Dataset excerpts:
BEGIN

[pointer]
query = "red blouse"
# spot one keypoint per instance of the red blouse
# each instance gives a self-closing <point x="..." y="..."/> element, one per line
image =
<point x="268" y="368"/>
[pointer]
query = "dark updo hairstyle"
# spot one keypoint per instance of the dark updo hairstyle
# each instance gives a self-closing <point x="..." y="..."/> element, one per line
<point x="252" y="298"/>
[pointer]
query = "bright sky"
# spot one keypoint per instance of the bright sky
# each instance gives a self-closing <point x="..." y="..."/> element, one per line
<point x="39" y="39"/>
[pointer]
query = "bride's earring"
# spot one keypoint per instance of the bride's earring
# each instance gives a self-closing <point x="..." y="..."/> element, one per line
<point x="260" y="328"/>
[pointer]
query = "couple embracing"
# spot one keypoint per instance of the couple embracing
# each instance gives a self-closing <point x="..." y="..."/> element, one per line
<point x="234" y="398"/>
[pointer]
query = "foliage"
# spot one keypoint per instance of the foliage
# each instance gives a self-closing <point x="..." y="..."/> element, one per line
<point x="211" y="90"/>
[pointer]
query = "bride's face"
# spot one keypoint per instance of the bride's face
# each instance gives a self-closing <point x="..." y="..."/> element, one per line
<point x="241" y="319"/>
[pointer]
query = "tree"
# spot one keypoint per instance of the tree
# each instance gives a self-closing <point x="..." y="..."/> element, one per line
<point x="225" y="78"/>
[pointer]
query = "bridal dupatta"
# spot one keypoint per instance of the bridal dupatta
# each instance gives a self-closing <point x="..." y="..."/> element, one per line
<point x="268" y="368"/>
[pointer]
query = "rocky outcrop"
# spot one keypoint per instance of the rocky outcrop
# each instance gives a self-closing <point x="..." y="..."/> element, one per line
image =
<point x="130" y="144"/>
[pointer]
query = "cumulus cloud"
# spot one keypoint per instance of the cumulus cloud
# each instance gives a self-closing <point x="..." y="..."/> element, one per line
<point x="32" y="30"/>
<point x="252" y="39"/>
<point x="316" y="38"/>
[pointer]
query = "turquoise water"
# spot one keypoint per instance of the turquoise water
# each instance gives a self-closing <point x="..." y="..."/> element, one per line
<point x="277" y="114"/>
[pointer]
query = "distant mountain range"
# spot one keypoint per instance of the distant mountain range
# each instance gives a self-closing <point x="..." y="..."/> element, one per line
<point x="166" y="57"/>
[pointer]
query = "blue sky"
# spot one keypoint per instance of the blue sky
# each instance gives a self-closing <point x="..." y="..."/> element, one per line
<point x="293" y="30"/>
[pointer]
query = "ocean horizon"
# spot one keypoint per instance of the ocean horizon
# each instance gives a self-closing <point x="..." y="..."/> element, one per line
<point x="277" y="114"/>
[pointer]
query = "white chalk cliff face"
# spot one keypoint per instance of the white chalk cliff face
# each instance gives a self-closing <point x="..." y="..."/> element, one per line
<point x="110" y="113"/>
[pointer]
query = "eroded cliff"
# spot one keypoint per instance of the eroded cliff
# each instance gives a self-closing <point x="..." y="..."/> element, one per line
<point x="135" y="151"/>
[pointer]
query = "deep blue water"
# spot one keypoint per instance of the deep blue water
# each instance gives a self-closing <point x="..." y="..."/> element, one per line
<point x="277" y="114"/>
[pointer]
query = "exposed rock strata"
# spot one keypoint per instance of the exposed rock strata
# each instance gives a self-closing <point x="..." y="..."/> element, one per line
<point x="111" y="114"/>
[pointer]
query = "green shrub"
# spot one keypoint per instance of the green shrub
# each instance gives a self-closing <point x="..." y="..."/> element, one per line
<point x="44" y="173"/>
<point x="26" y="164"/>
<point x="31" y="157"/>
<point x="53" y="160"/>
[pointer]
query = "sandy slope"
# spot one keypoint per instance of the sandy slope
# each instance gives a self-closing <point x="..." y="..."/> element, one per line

END

Please copy each record shown above exactly.

- **Task result**:
[pointer]
query = "red blouse"
# spot one keypoint per instance of the red blouse
# each instance gives a self-closing <point x="..." y="..."/> element, one per line
image =
<point x="268" y="368"/>
[pointer]
query = "dark updo hairstyle"
# spot one keypoint per instance of the dark updo hairstyle
# each instance gives a self-closing <point x="..." y="..."/> element, one per line
<point x="252" y="298"/>
[pointer]
query = "bright sky"
# spot one keypoint per instance of the bright sky
# each instance gives a self-closing <point x="..." y="..."/> element, one per line
<point x="39" y="39"/>
[pointer]
query = "bride's earring"
# spot one keypoint per instance of the bride's earring
# each instance gives a self-closing <point x="..." y="..."/> element, one per line
<point x="260" y="328"/>
[pointer]
query = "couple embracing"
# spot one keypoint per instance of the couple embracing
# each instance gives a self-closing <point x="..." y="..."/> element, one per line
<point x="234" y="398"/>
[pointer]
query = "foliage"
# spot one keypoint per instance of the foliage
# each instance gives a self-closing <point x="..." y="..."/> element, one per line
<point x="211" y="90"/>
[pointer]
query = "bride's face"
# spot one keypoint per instance of the bride's face
# each instance gives a self-closing <point x="..." y="..."/> element, one per line
<point x="241" y="319"/>
[pointer]
query = "tree"
# spot one keypoint per instance of the tree
# each instance gives a self-closing <point x="..." y="..."/> element, one per line
<point x="225" y="78"/>
[pointer]
query = "bridal dupatta"
# spot one keypoint per instance of the bridal dupatta
# each instance gives a self-closing <point x="..." y="..."/> element, one per line
<point x="268" y="368"/>
[pointer]
query = "rocky outcrop"
# spot one keypoint per instance of the rocky outcrop
# each instance gives a self-closing <point x="..." y="..."/> element, one per line
image =
<point x="130" y="144"/>
[pointer]
query = "cumulus cloud"
# spot one keypoint per instance of the cumulus cloud
# each instance gives a self-closing <point x="..." y="..."/> element, one per line
<point x="32" y="30"/>
<point x="252" y="39"/>
<point x="316" y="38"/>
[pointer]
query = "turquoise water"
# spot one keypoint per instance of the turquoise water
# each instance gives a self-closing <point x="..." y="..."/> element, one per line
<point x="277" y="114"/>
[pointer]
query = "distant mountain range"
# spot one keypoint per instance of the distant mountain range
# each instance gives a self-closing <point x="..." y="..."/> element, one per line
<point x="166" y="57"/>
[pointer]
query = "blue sky"
# spot one keypoint per instance of the blue sky
# each instance gives a self-closing <point x="..." y="..."/> element, one per line
<point x="293" y="30"/>
[pointer]
query = "ocean horizon"
# spot one keypoint per instance of the ocean horizon
# each instance gives a self-closing <point x="..." y="..."/> element, one per line
<point x="277" y="114"/>
[pointer]
query = "white chalk cliff face"
# spot one keypoint per instance of the white chalk cliff face
# each instance gives a self-closing <point x="..." y="..."/> element, one per line
<point x="110" y="113"/>
[pointer]
query = "eroded cliff"
# spot one keypoint per instance of the eroded cliff
# each instance gives a self-closing <point x="..." y="..."/> element, one per line
<point x="135" y="151"/>
[pointer]
query = "deep blue water"
# spot one keypoint per instance of the deep blue water
# each instance gives a self-closing <point x="..." y="..."/> element, one per line
<point x="277" y="114"/>
[pointer]
query = "exposed rock strata"
# spot one keypoint per instance of the exposed rock strata
# each instance gives a self-closing <point x="..." y="..."/> element, one per line
<point x="111" y="114"/>
[pointer]
query = "green shrub"
# spot one keypoint per instance of the green shrub
# each instance gives a self-closing <point x="..." y="..."/> element, one per line
<point x="44" y="173"/>
<point x="26" y="164"/>
<point x="31" y="157"/>
<point x="53" y="160"/>
[pointer]
query = "sandy slope"
# spot one keypoint per instance of the sandy slope
# each instance gives a self-closing <point x="..." y="..."/> element, one per line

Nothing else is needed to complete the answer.